PROBLEM A:
Answer these questions from the brewing thread:
(i) What flavor does the first reply link to oxidation?
(ii) Which yeast does one poster use for cream ale?
(iii) In a bottle-conditioned beer, what does the yeast left in the bottle act as?
== DOCUMENT EXTRACT ==
Did it taste like wet cardboard? Thats oxidation.
Vinegar? Thin?
Didn't sound like you used any flavor extract or anything?
 
what happens is early in the beer the hops and grain flavors are mixed with the water early but then they drop over time and your left with the water make up or the yeast flavor or the off flavors like above so its best to prepare for something going wrong
 
Geez, I can't remember from last week what it tasted like. I have one left, so I'll pay attention to the flavor and report back tomorrow. Pathetic newbie here...
 
Only brewed one cream ale so far but I also think this brew is also best drank young.
 
When lighter beers oxidizes, they don't have the classic sherry/cardboard flavors found in other beers, at least in my experience. They just get kind of "weird" and loose their malt character and they just get dull. On the other hand, if it's bottled condition, then the yeast left in the bottle will act as oxygen scavenger and protect and preserve the beer. So who knows? I guess a guys gotta brew more to figure it out and test, test, test.

Cream ales are often brewed as a lager and they can easily kept for months with proper care. I brew my cream ale with WLP833 yeast and that yeast makes a very nice cream ale.
 
Since I've started limiting handling of the beer (no secondary unless I need the fermentor) and purging vessels with CO2, I've had less of this problem. I can sometimes taste oxidation in my older, pre-purge process beers and did notice the flavor would fade or change to something more unpleasant over time but since changing that part of my process, no issues with rapidly fading flavor or oxidation. Hey, even bottle-conditioned beers succumb to this problem, or at least some of mine have.
===
== MATERIAL FOR THIS EXERCISE ==
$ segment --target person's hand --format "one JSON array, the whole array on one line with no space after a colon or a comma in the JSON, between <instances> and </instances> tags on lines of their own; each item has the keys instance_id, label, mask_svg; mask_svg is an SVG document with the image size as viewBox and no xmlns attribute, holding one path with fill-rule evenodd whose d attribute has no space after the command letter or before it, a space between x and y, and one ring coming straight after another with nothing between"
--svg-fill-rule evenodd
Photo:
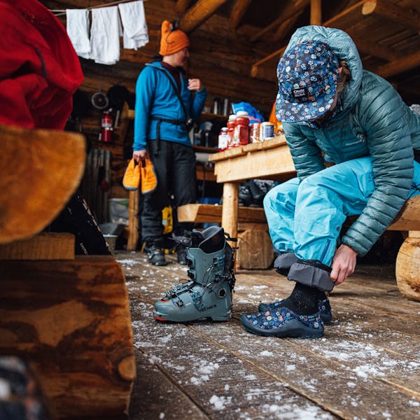
<instances>
[{"instance_id":1,"label":"person's hand","mask_svg":"<svg viewBox=\"0 0 420 420\"><path fill-rule=\"evenodd\" d=\"M347 245L340 245L332 258L332 270L330 277L335 286L342 283L354 272L357 252Z\"/></svg>"},{"instance_id":2,"label":"person's hand","mask_svg":"<svg viewBox=\"0 0 420 420\"><path fill-rule=\"evenodd\" d=\"M188 89L200 92L203 88L203 84L200 79L188 79Z\"/></svg>"},{"instance_id":3,"label":"person's hand","mask_svg":"<svg viewBox=\"0 0 420 420\"><path fill-rule=\"evenodd\" d=\"M143 162L146 158L148 158L148 153L146 150L134 150L133 152L133 159L137 162Z\"/></svg>"}]
</instances>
===
PROBLEM B: Write out every line of the region segmentation entries unchanged, leaving the pictures out.

COMPLETE ANSWER A:
(i) Wet cardboard.
(ii) WLP833.
(iii) An oxygen scavenger.

COMPLETE ANSWER B:
$ segment --target person's hand --format "one JSON array, the whole array on one line with no space after a colon or a comma in the JSON, between <instances> and </instances> tags on lines of their own; each item has the keys instance_id, label, mask_svg; mask_svg is an SVG document with the image size as viewBox and no xmlns attribute, holding one path with fill-rule evenodd whose d attribute has no space after the command letter or before it, a space between x and y, and one ring coming straight after another with nothing between"
--svg-fill-rule evenodd
Photo:
<instances>
[{"instance_id":1,"label":"person's hand","mask_svg":"<svg viewBox=\"0 0 420 420\"><path fill-rule=\"evenodd\" d=\"M347 245L340 245L332 258L332 270L330 277L335 286L342 283L354 272L357 252Z\"/></svg>"},{"instance_id":2,"label":"person's hand","mask_svg":"<svg viewBox=\"0 0 420 420\"><path fill-rule=\"evenodd\" d=\"M188 89L200 92L203 88L203 84L200 79L188 79Z\"/></svg>"},{"instance_id":3,"label":"person's hand","mask_svg":"<svg viewBox=\"0 0 420 420\"><path fill-rule=\"evenodd\" d=\"M143 162L146 158L148 158L148 153L146 150L134 150L133 152L133 159L137 162Z\"/></svg>"}]
</instances>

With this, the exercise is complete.